**Instruction**
Render every one of the lines below as a two-column CSV headed request and points, one row per line, with the line's text and its answer each in a quoted field and line breaks turned into spaces.

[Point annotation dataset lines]
* start *

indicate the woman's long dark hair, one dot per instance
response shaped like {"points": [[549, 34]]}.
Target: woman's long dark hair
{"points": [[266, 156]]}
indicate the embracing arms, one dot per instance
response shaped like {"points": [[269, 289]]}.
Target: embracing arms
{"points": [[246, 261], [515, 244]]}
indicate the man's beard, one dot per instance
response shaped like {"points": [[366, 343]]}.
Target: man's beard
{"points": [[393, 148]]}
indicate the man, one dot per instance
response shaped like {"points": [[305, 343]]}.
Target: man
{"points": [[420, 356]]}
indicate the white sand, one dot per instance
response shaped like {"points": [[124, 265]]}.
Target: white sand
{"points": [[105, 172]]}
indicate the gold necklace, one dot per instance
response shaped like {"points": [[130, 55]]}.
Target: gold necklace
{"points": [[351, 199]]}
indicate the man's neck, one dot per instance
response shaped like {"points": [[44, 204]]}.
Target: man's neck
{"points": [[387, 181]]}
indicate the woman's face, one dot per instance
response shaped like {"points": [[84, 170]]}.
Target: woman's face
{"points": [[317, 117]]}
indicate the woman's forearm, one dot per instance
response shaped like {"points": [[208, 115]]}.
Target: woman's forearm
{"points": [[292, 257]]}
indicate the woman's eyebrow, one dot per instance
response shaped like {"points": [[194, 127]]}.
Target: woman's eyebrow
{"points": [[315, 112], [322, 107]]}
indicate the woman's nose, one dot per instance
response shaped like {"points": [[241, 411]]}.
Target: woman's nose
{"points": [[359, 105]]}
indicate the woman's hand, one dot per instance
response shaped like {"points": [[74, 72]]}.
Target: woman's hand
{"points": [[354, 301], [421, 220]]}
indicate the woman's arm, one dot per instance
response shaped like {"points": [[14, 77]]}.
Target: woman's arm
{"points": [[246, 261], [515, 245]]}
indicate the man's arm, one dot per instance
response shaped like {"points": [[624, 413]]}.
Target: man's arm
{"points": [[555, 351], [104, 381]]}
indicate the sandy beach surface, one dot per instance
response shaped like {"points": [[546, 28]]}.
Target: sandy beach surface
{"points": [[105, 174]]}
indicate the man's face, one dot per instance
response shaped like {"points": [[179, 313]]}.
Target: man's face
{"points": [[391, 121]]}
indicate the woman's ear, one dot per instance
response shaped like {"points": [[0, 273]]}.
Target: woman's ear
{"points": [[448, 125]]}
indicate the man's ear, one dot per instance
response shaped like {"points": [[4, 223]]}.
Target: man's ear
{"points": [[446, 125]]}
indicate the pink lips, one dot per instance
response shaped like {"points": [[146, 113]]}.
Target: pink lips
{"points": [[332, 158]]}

* end *

**Final answer**
request,points
"indicate the woman's long dark hair, one dot per instance response shaped like {""points"": [[549, 34]]}. Target: woman's long dark hair","{""points"": [[266, 156]]}"
"indicate the embracing arms, one dot per instance response shaped like {""points"": [[269, 289]]}. Target: embracing arms","{""points"": [[246, 261], [515, 244]]}"
"indicate the man's beard, one dot per instance response shaped like {""points"": [[366, 343]]}. Target: man's beard","{""points"": [[393, 148]]}"
"indicate the man, one dot per instance response shaped like {""points"": [[305, 343]]}. Target: man","{""points"": [[420, 356]]}"
"indicate the white sand, one dot per instance response shaped like {""points"": [[124, 265]]}. Target: white sand","{""points"": [[105, 172]]}"
"indicate the gold necklace, one dot per instance response shaped like {""points"": [[130, 55]]}. Target: gold necklace","{""points"": [[351, 199]]}"
"indicate the man's neck, one dot per instance response shaped like {""points"": [[44, 204]]}. Target: man's neck","{""points"": [[387, 181]]}"
"indicate the woman's face, one dot per instance response shaped like {""points"": [[84, 170]]}. Target: woman's face","{""points"": [[317, 117]]}"
"indicate the woman's forearm, one dot per instance response shaped like {""points"": [[208, 115]]}. Target: woman's forearm","{""points"": [[292, 257]]}"
"indicate the woman's eyebrow, one dot per instance response shaped like {""points"": [[194, 127]]}. Target: woman's eyebrow","{""points"": [[315, 112], [322, 107]]}"
"indicate the woman's nose, one dot per instance response shaped like {""points"": [[241, 411]]}. Target: woman's nose","{""points"": [[359, 105]]}"
"indicate the woman's hand, one dot per instance response shaped like {""points"": [[74, 72]]}. Target: woman's hand","{""points"": [[354, 301], [421, 220]]}"
"indicate the woman's arm, one dot per instance response shaped like {""points"": [[14, 77]]}. Target: woman's arm","{""points"": [[246, 261], [515, 245]]}"
"indicate the man's arm, one dot per instance response shaped like {""points"": [[624, 413]]}. Target: man's arm","{""points"": [[555, 351], [104, 381]]}"
"indicate the sandy beach surface, one dot per instance response shaped like {""points"": [[546, 28]]}. Target: sandy beach surface","{""points"": [[105, 174]]}"
"indicate the man's face, one dot per instance response shaped like {""points"": [[179, 313]]}. Target: man's face","{""points"": [[391, 121]]}"
"indicate the woman's ear, one dot per instance response shaped like {""points"": [[0, 273]]}. Target: woman's ear","{""points"": [[448, 125]]}"
"indicate the man's ear, one dot per instance response shaped like {""points"": [[4, 223]]}. Target: man's ear","{""points"": [[446, 125]]}"
"indicate the pink lips, one dot per instance response shaped like {""points"": [[146, 113]]}. Target: pink lips","{""points"": [[332, 158]]}"